:: Page extract ::
= Keyword-driven testing =

Software testing methodology

Keyword-driven testing, also known as action word based testing (not to be confused with action driven testing), is a software testing methodology suitable for both manual and automated testing. This method separates the documentation of test cases – including both the data and functionality to use – from the prescription of the way the test cases are executed. As a result, it separates the test creation process into two distinct stages: a design and development stage, and an execution stage. The design substage covers the requirement analysis and assessment and the data analysis, definition, and population.

==Overview==
This methodology uses keywords (or action words) to symbolize a functionality to be tested, such as Enter Client. The keyword Enter Client is defined as the set of actions that must be executed to enter a new client in the database. Its keyword documentation would contain:
- the starting state of the system under test (SUT)
- the window or menu to start from
- the keys or mouse clicks to get to the correct data entry window
- the names of the fields to find and which arguments to enter
- the actions to perform in case additional dialogs pop up (like confirmations)
- the button to click to submit
- an assertion about what the state of the SUT should be after completion of the actions

Keyword-driven testing syntax lists test cases (data and action words) using a table format (see example below). The first column (column A) holds the keyword, Enter Client, which is the functionality being tested. Then the remaining columns, B-E, contain the data needed to execute the keyword: Name, Address, Postcode and City.

| A | B | C | D | E |
|---|---|---|---|---|
| . | Name | Address | Postcode | City |
| Enter Client | Jane Smith | 6 High Street | SE25 6EP | London |

To enter another client, the tester would create another row in the table with Enter Client as the keyword and the new client's data in the following columns. There is no need to relist all the actions included.

In it, you can design your test cases by:
- Indicating the high-level steps needed to interact with the application and the system in order to perform the test.
- Indicating how to validate and certify the features are working properly.
- Specifying the preconditions for the test.
- Specifying the acceptance criteria for the test.

Given the iterative nature of software development, the test design is typically more abstract (less specific) than a manual implementation of a test, but it can easily evolve into one.

==Advantages==
Keyword-driven testing reduces the sensitivity to maintenance caused by changes in the System/Software Under Test (SUT). If screen layouts change or the system is migrated to another OS hardly any changes have to be made to the test cases: the changes will be made to the keyword documentation, one document for every keyword, no matter how many times the keyword is used in test cases, and it implies a deep process of test design.

Also, due to the very detailed description of the way of executing the keyword (in the keyword documentation) the test can be performed by almost anyone. Thus keyword-driven testing can be used for both manual testing and automated testing.

:: Dataset excerpts ::
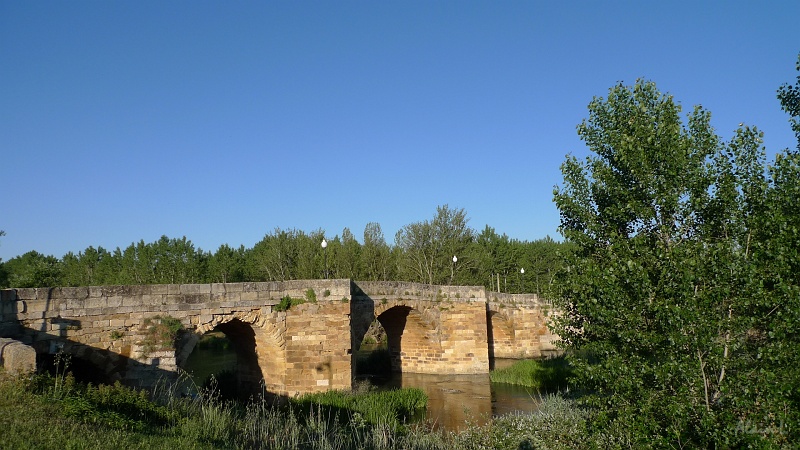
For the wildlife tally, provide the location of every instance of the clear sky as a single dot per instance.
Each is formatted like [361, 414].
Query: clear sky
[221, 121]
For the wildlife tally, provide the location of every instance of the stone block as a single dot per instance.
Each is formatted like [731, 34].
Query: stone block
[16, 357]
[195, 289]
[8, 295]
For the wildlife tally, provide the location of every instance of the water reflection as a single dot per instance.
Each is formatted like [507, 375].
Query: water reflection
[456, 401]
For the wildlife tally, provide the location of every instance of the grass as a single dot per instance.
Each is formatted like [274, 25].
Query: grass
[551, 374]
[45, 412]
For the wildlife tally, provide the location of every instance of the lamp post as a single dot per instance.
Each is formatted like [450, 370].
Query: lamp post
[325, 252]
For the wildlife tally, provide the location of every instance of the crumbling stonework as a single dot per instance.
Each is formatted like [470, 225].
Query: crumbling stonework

:: Tasks to perform ::
1: From the keyword-driven testing article, list the data fields that columns B through E hold for the Enter Client keyword.
2: From the keyword-driven testing article, extract the passage starting with "To enter another" and going on through "preconditions for the test.".
3: Does the keyword-driven testing article support each statement? (a) Keyword-driven testing is another name for action driven testing. (b) Column A of the table holds the keyword. (c) To enter another client, the tester has to relist all the actions included.

:: Answers to the problems ::
1: Name, Address, Postcode, City

2:
To enter another client, the tester would create another row in the table with Enter Client as the keyword and the new client's data in the following columns. There is no need to relist all the actions included.

In it, you can design your test cases by:
- Indicating the high-level steps needed to interact with the application and the system in order to perform the test.
- Indicating how to validate and certify the features are working properly.
- Specifying the preconditions for the test.

3:
(a) No: "also known as action word based testing (not to be confused with action driven testing)"
(b) Yes: "The first column (column A) holds the keyword, Enter Client"
(c) No: "There is no need to relist all the actions included."